(Extracted records)
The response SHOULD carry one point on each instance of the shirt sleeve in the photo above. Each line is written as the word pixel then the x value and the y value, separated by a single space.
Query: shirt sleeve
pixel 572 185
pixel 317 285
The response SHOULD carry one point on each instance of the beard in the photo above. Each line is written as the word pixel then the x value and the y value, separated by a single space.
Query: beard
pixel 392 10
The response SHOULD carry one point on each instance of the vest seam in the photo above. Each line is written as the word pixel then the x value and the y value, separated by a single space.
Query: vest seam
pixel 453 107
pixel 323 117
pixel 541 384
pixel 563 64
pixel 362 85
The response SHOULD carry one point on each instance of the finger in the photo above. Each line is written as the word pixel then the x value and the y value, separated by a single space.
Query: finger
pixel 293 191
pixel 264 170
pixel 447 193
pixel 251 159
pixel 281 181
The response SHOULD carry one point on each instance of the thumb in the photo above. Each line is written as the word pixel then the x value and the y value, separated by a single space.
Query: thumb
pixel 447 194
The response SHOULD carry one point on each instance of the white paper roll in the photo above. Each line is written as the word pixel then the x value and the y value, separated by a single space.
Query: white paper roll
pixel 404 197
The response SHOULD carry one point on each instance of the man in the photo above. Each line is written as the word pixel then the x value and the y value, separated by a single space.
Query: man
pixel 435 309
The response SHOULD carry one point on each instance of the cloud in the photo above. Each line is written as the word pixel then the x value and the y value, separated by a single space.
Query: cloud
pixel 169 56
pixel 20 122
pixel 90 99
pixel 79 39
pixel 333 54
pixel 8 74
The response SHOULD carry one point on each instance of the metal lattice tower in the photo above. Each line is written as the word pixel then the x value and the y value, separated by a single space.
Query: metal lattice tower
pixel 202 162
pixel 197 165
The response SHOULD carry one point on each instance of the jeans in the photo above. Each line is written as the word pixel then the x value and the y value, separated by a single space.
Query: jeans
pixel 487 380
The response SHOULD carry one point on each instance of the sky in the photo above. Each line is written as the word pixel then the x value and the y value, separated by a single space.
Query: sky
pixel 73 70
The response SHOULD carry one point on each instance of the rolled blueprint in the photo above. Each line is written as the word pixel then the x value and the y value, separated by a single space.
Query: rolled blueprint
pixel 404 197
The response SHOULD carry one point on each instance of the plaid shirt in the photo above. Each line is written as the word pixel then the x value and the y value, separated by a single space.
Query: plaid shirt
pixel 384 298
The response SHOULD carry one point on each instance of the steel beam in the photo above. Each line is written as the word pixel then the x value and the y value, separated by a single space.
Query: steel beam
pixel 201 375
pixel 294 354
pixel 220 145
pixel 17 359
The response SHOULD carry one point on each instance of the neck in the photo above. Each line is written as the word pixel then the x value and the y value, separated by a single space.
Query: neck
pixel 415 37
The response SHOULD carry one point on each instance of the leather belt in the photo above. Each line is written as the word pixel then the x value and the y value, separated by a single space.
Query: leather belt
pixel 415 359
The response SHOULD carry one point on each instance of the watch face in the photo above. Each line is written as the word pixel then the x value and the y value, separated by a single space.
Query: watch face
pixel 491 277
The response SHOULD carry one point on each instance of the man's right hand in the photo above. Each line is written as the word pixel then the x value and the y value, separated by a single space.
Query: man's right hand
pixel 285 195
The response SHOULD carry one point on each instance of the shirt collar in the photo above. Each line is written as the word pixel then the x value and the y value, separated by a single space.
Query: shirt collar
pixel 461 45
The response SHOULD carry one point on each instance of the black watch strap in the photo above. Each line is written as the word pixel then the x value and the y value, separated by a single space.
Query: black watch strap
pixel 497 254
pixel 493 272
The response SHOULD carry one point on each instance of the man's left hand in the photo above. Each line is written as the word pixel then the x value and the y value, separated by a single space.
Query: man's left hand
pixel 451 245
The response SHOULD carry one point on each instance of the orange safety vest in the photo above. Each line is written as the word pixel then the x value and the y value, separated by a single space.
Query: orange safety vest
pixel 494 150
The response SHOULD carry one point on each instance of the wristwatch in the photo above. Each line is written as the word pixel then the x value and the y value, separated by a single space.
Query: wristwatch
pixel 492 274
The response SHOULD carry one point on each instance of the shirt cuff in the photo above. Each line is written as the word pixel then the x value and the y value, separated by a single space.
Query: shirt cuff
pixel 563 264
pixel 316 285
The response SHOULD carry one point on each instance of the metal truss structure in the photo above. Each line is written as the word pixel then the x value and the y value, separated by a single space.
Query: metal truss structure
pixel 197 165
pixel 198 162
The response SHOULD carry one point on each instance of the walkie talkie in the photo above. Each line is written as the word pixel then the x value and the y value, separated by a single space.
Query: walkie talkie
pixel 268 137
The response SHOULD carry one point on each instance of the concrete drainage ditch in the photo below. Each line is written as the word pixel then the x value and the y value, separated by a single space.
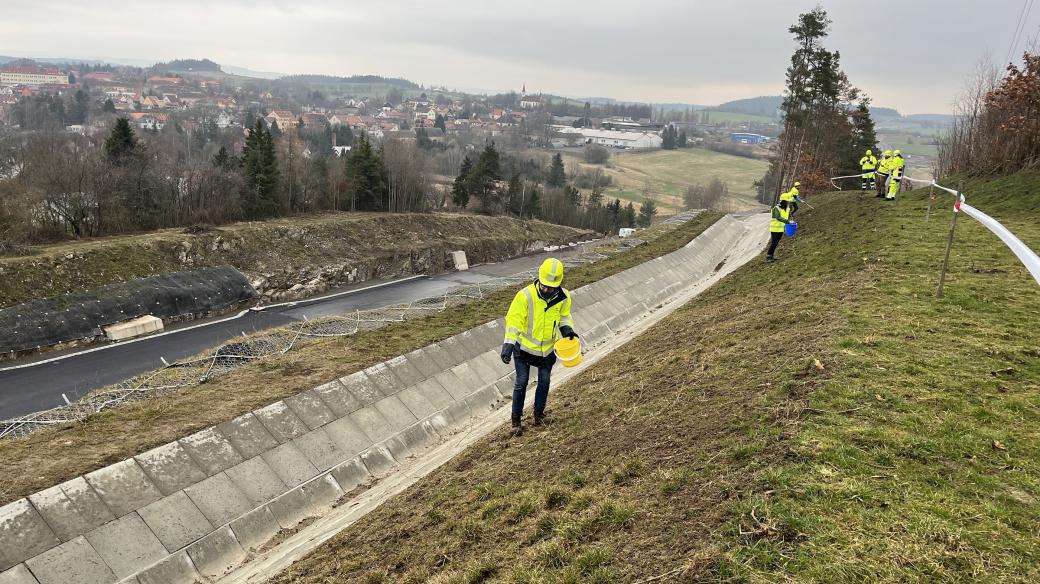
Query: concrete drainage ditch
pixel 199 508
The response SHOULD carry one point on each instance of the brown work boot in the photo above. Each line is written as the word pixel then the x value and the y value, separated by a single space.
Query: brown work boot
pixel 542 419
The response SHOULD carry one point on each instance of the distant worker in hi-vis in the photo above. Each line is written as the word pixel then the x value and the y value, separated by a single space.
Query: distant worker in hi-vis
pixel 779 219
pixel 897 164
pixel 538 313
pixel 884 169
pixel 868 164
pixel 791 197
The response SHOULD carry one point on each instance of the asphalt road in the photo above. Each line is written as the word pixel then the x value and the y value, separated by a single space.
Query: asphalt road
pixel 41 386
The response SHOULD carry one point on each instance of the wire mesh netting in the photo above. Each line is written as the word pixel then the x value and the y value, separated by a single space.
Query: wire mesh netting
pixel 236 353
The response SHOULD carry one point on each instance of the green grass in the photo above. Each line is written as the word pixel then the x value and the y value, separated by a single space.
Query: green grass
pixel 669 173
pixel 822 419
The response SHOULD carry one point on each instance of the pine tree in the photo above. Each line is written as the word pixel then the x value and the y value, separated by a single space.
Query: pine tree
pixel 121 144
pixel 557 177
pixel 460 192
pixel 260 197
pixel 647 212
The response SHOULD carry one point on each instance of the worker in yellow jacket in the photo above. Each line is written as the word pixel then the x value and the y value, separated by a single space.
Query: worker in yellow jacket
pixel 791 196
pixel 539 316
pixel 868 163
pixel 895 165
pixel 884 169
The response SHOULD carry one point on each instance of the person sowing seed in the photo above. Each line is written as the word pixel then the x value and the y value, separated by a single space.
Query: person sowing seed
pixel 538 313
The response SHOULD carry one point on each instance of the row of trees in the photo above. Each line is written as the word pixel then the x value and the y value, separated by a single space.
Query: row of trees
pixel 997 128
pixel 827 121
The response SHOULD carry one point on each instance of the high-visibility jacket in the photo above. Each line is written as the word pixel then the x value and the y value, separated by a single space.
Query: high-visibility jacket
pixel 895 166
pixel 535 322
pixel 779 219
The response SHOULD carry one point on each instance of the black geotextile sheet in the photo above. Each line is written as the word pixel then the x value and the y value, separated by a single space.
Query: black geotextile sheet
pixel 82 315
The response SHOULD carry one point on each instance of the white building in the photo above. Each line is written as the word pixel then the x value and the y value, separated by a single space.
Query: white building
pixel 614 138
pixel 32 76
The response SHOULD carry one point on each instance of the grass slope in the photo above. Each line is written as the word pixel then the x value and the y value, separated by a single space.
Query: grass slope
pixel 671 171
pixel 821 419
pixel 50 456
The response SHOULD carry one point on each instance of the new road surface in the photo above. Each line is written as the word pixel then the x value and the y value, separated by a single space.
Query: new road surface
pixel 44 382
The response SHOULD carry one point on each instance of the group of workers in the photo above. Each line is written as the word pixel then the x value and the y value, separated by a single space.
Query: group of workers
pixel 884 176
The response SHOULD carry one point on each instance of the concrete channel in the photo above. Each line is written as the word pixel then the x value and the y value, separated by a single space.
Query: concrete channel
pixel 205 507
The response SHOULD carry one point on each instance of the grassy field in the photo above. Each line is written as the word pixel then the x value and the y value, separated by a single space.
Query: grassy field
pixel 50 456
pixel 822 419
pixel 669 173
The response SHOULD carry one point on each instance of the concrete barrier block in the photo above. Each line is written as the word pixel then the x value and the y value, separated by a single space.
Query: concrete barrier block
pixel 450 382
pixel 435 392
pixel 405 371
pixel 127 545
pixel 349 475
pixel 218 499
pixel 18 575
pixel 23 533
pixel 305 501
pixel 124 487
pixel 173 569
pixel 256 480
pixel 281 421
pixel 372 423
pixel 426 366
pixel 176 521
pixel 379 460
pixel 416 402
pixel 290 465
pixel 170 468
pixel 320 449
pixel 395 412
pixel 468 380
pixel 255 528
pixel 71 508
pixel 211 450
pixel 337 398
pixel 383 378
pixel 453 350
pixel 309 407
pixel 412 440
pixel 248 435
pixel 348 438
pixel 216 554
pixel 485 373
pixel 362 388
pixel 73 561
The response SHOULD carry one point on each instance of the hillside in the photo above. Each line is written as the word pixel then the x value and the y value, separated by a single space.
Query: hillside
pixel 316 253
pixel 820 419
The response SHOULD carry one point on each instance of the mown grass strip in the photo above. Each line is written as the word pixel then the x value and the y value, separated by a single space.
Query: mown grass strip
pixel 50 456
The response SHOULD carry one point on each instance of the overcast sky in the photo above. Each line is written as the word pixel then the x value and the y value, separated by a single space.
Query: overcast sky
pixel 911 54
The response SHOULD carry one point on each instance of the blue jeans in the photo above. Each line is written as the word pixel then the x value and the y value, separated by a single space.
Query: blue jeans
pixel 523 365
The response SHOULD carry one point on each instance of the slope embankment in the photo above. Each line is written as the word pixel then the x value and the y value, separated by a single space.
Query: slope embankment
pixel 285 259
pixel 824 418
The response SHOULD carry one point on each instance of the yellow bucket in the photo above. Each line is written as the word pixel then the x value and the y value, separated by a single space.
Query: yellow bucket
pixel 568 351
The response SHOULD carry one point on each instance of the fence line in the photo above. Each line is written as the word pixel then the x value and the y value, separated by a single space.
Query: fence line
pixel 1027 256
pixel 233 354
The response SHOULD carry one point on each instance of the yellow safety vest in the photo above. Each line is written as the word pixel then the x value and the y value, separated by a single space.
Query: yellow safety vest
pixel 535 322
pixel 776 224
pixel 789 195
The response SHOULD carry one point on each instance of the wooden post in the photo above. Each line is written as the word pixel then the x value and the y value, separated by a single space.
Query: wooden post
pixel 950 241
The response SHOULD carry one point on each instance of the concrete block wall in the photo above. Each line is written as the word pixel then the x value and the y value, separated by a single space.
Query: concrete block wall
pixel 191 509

...

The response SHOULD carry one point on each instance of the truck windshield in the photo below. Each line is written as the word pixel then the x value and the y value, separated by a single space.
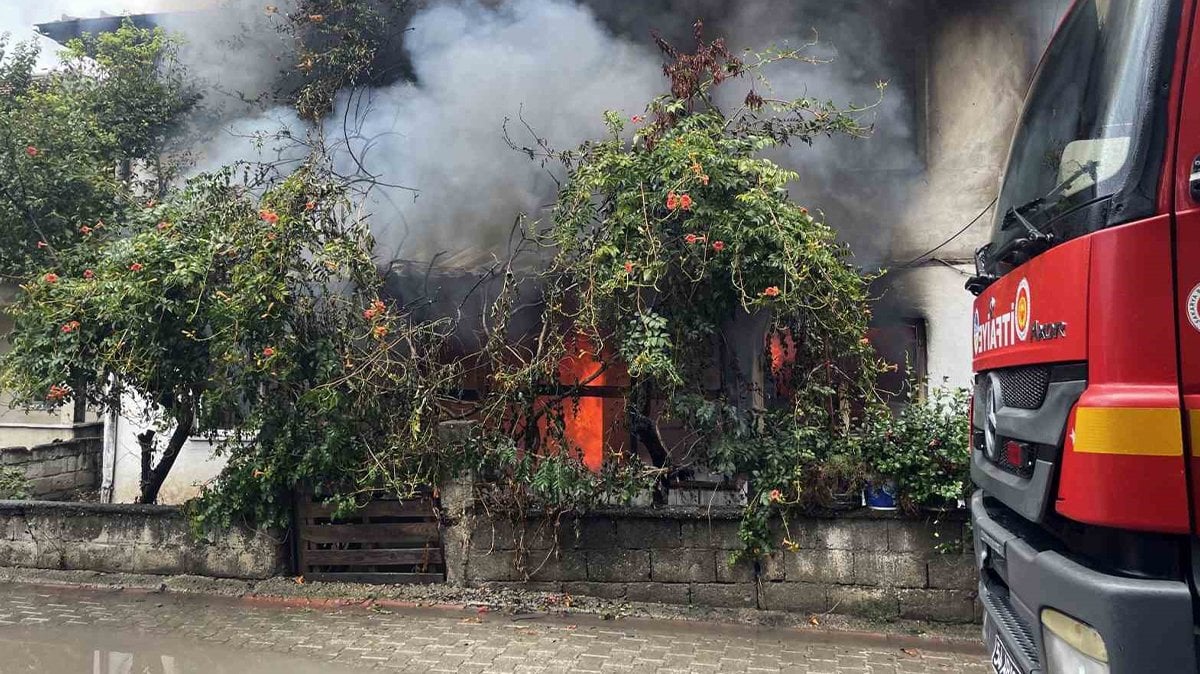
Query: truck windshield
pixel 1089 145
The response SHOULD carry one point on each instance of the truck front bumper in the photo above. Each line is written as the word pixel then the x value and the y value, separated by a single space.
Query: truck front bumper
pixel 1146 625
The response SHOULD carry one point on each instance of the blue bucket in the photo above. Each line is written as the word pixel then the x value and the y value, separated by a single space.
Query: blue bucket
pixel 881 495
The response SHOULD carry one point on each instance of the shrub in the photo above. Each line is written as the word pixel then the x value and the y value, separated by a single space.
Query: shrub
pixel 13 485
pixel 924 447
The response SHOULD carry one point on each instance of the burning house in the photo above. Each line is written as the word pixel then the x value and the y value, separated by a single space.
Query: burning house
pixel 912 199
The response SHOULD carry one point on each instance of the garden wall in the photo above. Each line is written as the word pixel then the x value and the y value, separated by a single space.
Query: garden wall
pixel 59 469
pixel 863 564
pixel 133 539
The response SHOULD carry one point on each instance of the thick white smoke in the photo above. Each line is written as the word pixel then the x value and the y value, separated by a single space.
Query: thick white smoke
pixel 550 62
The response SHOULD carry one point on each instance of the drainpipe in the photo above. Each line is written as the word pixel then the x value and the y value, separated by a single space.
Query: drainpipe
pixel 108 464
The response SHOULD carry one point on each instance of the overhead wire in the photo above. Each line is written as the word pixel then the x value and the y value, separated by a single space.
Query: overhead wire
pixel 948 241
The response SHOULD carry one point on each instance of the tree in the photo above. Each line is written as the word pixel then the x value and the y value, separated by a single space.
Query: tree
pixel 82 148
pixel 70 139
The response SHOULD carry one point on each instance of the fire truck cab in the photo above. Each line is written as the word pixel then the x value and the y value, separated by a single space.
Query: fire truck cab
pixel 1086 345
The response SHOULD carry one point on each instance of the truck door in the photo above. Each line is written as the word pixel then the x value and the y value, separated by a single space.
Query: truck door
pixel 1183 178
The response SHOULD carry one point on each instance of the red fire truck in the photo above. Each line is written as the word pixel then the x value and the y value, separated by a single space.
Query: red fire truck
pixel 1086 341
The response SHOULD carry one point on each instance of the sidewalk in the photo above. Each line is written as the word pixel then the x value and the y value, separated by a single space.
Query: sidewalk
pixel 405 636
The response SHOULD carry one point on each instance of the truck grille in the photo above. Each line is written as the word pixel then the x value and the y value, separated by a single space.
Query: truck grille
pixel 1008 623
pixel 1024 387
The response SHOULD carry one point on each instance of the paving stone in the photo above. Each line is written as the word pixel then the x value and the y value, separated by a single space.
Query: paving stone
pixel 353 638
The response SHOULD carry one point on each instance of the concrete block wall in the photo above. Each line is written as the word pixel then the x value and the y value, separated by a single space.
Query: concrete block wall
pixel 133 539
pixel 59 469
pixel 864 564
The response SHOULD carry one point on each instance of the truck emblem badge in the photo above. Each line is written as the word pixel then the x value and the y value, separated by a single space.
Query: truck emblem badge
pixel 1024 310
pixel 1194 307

--

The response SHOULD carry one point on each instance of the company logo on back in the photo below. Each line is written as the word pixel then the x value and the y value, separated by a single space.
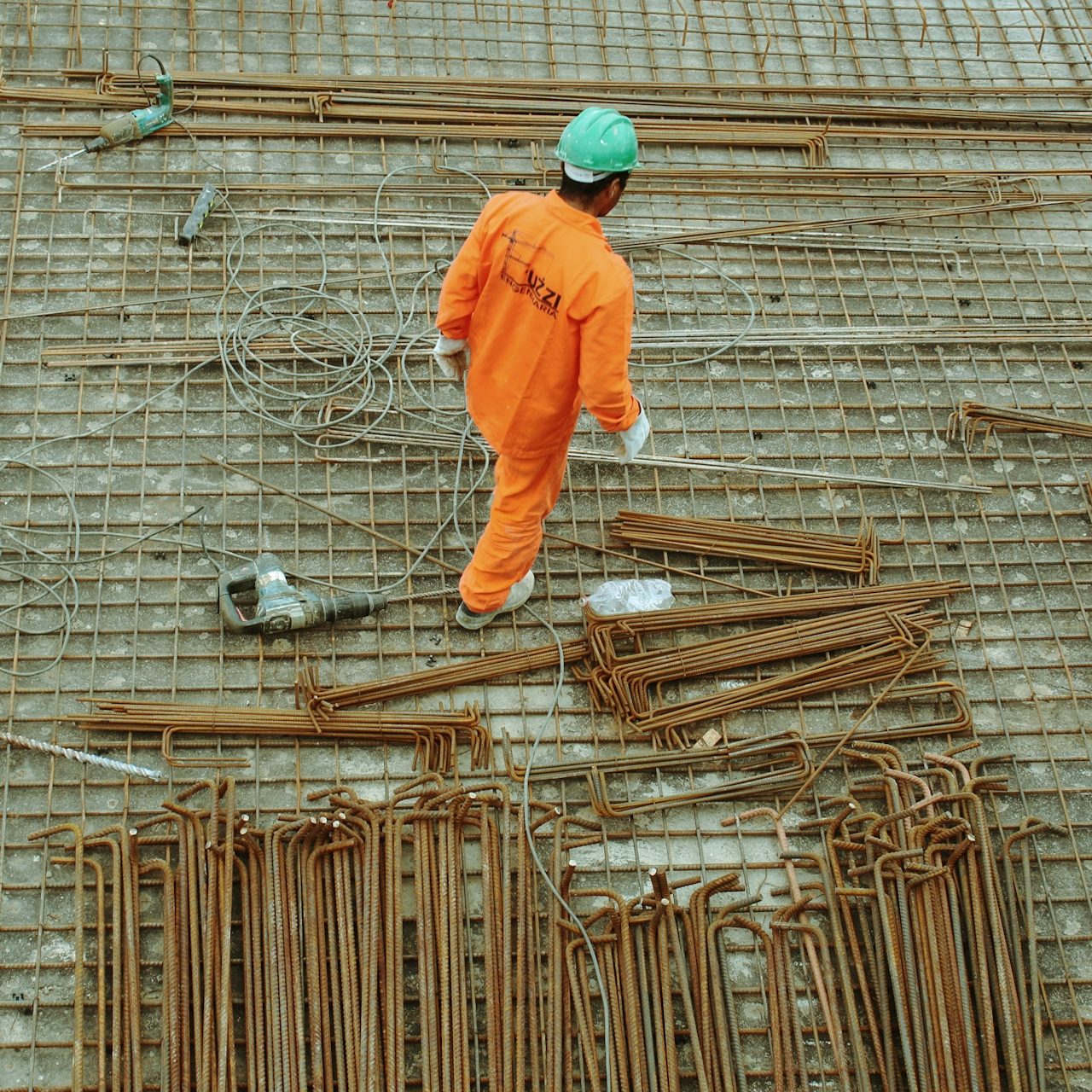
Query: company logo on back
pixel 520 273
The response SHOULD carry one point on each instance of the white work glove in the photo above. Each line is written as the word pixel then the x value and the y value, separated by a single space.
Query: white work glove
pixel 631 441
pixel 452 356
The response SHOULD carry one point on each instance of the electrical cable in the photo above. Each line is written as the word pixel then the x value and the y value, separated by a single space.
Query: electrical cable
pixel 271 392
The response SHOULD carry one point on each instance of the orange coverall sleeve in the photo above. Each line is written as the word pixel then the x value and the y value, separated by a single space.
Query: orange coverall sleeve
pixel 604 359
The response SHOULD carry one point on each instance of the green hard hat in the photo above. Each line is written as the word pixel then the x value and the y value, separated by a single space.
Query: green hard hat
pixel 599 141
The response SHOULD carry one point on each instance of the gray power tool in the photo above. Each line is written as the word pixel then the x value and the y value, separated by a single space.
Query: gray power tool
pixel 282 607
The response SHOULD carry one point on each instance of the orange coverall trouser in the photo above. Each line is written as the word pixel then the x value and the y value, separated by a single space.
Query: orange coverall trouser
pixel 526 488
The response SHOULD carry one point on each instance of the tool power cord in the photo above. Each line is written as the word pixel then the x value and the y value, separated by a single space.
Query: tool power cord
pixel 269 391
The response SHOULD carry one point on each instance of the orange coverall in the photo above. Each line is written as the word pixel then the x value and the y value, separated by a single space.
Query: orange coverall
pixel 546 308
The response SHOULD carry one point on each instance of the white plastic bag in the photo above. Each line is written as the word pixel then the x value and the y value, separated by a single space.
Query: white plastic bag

Problem description: Reproduce every line above containing "plastic".

Your response:
The response SHOULD carry one point on each instance of the white plastic bag in the photo above. Each line is written as the word pixel then the x value and the y value, separated by a single space.
Query: white plastic bag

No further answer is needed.